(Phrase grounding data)

######

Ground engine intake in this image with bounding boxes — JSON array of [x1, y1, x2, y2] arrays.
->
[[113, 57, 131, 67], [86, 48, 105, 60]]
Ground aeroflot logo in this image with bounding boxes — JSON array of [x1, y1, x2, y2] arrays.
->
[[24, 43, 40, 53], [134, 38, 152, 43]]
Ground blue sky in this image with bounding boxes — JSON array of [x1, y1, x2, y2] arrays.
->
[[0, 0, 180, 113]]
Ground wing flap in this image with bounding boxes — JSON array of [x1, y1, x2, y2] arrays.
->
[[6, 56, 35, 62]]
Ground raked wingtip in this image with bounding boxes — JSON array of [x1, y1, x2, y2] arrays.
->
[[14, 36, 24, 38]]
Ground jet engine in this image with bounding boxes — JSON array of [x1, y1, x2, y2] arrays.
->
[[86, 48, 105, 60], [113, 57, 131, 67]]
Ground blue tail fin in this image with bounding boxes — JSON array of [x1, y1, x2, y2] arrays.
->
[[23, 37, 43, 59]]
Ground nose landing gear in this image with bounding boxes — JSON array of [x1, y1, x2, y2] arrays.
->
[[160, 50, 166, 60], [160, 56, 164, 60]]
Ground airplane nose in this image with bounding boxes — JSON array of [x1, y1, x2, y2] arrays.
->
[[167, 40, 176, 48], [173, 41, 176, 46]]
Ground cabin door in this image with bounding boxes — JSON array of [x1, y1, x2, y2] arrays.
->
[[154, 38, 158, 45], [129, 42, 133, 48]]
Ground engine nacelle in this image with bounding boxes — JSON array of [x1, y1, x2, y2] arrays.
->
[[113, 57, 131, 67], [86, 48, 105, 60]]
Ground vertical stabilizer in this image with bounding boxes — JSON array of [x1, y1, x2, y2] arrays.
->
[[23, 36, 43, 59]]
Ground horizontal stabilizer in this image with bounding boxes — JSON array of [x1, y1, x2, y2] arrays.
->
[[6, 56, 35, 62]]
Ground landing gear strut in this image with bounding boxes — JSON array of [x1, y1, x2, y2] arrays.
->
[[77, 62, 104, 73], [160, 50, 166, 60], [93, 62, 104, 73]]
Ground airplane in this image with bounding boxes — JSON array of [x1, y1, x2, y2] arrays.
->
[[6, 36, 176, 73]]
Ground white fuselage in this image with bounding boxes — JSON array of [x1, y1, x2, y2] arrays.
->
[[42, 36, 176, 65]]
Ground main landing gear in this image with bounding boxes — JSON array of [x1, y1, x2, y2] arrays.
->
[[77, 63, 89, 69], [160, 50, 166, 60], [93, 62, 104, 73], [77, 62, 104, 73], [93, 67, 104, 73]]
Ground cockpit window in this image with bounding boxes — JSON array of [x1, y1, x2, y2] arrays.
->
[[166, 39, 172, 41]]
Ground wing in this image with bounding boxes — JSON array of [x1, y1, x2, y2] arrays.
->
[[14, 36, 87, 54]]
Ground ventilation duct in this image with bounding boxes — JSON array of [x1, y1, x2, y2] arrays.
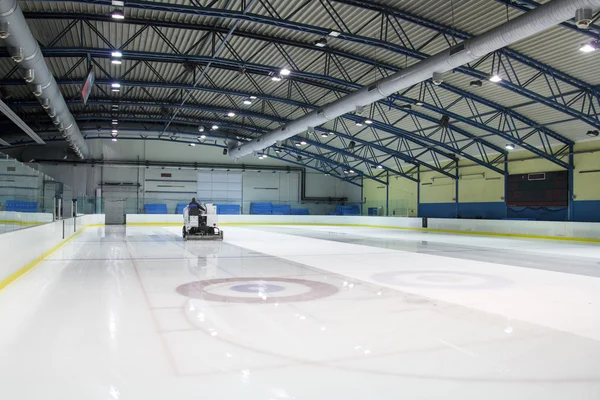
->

######

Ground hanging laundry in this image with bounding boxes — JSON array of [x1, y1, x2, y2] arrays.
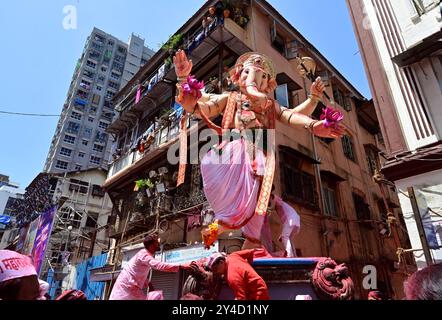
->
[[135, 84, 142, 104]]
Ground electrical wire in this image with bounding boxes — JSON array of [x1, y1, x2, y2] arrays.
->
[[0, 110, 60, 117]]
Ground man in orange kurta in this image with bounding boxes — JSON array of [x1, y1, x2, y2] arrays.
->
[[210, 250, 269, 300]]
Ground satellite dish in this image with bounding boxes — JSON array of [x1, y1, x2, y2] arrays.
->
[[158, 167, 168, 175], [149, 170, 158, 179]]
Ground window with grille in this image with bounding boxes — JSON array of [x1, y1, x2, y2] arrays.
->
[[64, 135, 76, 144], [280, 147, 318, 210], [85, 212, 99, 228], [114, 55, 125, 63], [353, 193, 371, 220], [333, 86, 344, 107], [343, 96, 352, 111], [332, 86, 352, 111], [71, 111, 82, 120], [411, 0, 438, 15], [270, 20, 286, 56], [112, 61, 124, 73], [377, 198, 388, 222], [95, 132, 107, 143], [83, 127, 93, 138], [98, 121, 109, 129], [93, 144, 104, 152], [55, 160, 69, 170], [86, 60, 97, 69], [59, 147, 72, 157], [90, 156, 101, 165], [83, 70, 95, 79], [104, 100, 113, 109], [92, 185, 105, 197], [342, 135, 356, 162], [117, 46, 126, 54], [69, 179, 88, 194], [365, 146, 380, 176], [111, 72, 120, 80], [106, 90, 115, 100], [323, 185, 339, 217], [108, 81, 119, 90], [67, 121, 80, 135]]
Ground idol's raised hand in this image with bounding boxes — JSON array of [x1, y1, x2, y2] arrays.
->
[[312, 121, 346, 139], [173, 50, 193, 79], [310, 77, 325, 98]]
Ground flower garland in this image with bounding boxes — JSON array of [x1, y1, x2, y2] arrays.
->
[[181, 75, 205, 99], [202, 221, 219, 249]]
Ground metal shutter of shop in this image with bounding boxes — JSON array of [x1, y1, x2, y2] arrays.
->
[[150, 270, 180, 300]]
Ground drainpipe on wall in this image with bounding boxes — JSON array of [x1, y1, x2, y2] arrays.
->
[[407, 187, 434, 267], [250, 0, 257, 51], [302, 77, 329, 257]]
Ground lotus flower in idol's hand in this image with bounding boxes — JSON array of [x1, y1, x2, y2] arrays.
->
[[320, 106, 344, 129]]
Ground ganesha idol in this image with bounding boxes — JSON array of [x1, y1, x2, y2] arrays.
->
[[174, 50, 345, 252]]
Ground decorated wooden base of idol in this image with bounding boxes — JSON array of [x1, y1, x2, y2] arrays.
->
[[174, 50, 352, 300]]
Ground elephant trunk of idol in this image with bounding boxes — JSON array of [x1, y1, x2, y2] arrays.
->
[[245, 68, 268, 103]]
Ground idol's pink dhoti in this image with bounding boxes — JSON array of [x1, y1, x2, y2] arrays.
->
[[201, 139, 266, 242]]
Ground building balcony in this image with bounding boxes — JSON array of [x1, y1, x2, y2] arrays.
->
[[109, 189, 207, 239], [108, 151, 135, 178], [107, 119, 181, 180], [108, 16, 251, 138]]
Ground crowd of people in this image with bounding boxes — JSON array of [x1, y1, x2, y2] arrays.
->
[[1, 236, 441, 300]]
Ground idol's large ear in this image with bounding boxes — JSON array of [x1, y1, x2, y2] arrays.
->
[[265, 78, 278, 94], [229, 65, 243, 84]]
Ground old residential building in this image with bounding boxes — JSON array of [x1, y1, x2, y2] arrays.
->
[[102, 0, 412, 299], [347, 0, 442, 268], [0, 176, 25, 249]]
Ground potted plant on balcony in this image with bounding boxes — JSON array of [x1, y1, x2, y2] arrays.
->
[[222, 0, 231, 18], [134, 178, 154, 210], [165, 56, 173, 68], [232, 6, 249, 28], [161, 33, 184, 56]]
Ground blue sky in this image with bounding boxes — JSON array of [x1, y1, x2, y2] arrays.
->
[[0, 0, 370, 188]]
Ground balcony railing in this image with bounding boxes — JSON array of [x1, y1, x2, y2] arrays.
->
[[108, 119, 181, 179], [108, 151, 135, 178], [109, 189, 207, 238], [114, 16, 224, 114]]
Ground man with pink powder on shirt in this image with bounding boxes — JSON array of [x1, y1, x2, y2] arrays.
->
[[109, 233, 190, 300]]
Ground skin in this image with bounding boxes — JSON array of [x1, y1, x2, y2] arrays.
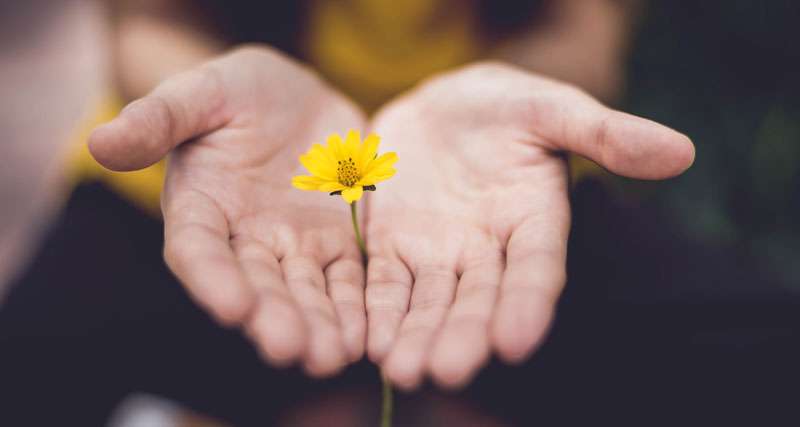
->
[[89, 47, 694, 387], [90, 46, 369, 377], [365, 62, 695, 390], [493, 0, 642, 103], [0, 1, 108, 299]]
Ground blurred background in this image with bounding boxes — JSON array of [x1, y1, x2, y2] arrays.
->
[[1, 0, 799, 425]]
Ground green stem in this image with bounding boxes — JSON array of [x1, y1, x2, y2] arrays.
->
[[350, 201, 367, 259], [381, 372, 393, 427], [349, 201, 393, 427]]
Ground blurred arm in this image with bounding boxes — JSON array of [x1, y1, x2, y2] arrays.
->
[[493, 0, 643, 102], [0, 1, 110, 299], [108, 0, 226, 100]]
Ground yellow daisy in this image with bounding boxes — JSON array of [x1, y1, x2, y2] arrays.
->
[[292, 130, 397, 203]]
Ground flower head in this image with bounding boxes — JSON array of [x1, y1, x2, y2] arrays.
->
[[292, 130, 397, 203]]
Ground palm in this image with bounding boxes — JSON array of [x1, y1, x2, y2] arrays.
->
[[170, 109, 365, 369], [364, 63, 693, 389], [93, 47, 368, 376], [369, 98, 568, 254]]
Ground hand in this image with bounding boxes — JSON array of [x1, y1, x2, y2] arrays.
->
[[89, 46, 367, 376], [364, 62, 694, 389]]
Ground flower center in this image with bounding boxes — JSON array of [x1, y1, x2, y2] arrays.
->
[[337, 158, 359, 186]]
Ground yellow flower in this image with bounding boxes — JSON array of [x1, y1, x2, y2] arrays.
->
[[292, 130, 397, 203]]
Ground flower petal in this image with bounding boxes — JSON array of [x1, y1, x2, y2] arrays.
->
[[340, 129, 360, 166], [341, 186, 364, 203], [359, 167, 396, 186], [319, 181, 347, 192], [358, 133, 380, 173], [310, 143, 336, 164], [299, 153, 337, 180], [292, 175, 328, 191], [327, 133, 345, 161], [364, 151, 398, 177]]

######

# Action item:
Using the entries above, find all lines with "blurred". Copy them.

# Written solution:
Ground blurred background in this image with bounding boxes — JSON array of [x1, y1, x2, y2] arrays.
Ground blurred arm in this image with bounding boxes — JSON array of [x1, y1, x2, y2] arrays.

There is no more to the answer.